»»

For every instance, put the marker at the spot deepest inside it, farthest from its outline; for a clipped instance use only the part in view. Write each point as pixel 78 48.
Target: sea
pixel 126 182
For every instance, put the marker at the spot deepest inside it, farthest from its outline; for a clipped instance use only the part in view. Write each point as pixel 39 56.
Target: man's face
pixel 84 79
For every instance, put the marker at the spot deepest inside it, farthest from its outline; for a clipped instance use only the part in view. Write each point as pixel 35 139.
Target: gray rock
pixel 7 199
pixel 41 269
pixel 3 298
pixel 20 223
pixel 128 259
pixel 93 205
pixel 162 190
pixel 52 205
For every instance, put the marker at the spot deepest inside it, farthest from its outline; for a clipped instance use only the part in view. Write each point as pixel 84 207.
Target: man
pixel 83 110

««
»»

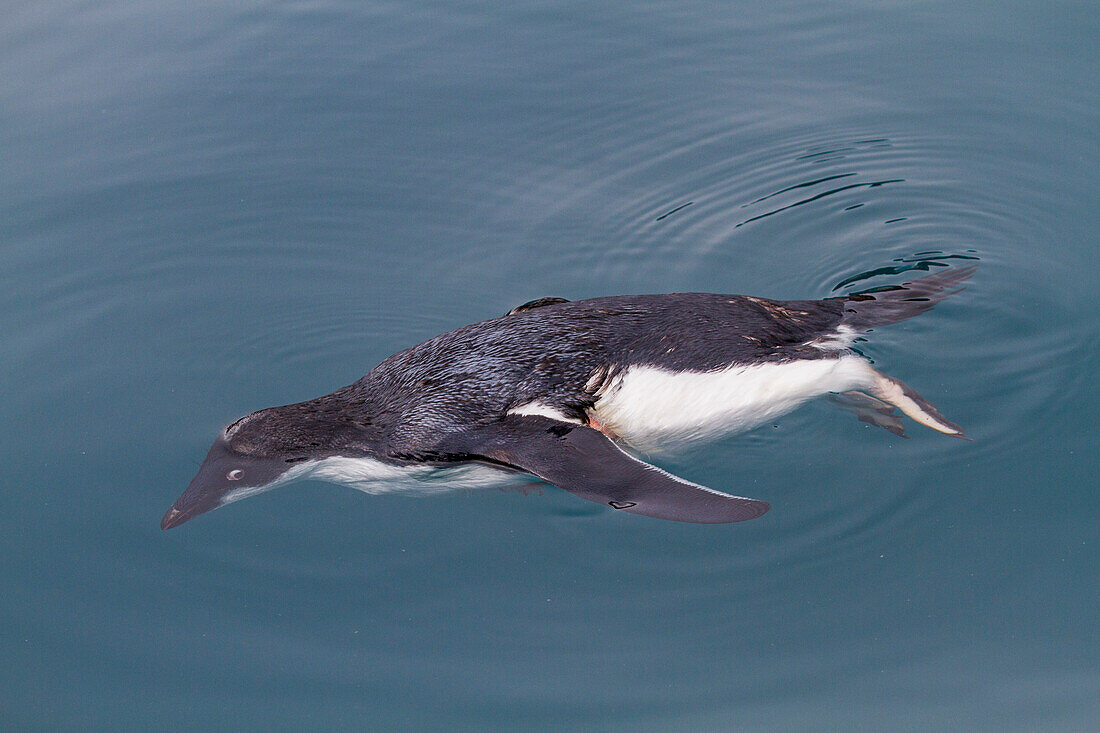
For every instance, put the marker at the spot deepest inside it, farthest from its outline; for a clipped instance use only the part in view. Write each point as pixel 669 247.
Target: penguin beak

««

Goal – Copy the records verbatim, from the line with "pixel 78 48." up to and including the line with "pixel 126 182".

Complete response –
For every instance, put the marker at the spot deepest inside it, farthest from its outline; for a clipped instance use only the part in view. Write each point as pixel 78 48.
Target: sea
pixel 126 182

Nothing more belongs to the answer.